# [DIRECTIONS]
Copy the records word for word from their first line through the line containing "column 881, row 555", including both ends. Leave the pictures out of your copy.

==*==

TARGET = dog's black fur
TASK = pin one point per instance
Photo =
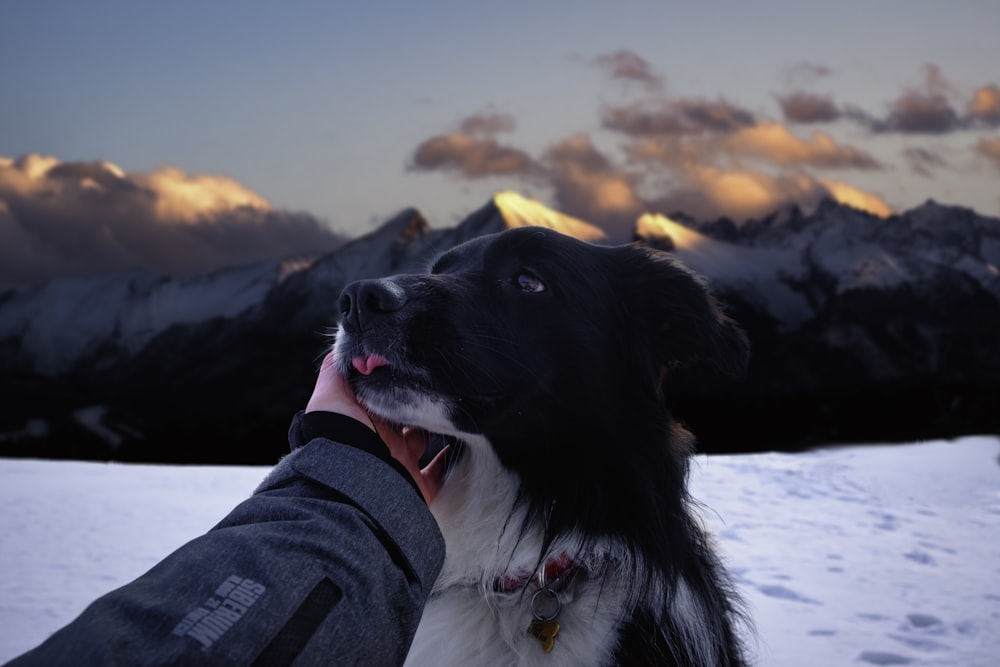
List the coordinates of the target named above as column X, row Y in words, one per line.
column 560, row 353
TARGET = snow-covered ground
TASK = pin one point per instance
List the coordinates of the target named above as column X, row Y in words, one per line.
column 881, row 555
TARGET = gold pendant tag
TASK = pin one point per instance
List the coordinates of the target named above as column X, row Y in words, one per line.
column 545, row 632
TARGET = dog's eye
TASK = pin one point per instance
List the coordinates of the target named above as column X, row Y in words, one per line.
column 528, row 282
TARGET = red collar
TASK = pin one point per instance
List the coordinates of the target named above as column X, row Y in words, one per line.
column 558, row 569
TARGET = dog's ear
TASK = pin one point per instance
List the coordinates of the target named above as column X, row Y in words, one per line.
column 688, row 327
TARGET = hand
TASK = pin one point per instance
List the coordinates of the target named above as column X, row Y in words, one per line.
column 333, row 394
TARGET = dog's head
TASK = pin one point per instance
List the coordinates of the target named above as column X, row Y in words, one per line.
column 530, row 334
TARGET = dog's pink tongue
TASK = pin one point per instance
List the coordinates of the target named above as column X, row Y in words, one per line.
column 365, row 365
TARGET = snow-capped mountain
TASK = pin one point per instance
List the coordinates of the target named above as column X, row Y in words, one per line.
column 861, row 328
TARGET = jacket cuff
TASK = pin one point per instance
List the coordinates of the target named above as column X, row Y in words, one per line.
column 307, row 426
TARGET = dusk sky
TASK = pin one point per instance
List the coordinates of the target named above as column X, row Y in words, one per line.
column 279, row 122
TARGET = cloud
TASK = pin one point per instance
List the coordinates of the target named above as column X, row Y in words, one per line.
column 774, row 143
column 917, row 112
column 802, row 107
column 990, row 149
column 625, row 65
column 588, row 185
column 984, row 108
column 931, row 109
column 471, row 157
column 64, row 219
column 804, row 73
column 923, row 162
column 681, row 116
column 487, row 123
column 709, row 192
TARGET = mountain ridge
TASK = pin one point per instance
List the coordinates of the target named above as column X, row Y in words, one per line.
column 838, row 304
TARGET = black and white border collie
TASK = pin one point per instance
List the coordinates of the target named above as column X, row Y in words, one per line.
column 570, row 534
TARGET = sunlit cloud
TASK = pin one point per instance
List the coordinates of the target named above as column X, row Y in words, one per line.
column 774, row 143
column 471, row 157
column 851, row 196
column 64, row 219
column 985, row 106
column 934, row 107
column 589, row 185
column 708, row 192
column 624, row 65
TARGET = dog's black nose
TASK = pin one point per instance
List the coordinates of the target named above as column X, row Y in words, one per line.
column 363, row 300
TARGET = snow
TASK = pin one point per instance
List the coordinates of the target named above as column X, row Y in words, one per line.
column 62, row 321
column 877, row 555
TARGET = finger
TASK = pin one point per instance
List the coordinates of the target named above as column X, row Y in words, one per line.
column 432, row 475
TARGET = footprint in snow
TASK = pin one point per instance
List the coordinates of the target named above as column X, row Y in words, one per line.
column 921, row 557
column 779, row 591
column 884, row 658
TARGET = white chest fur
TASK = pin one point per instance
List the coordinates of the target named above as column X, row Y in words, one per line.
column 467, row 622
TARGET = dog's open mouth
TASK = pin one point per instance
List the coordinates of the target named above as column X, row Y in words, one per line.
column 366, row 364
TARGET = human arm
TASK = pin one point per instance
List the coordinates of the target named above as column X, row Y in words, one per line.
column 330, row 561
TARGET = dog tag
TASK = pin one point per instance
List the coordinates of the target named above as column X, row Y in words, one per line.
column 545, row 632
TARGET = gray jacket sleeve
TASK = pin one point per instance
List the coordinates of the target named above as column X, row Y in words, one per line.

==*==

# [FULL OUTPUT]
TARGET = dog's black fur
TASK = pin one point per instance
Photo =
List the coordinates of the target named above as column X, row Y in words, one per line.
column 560, row 353
TARGET = snow-covered ground
TASK = pin one point per instance
List the coordinates of the target named above as column X, row Y in words, one per line.
column 881, row 555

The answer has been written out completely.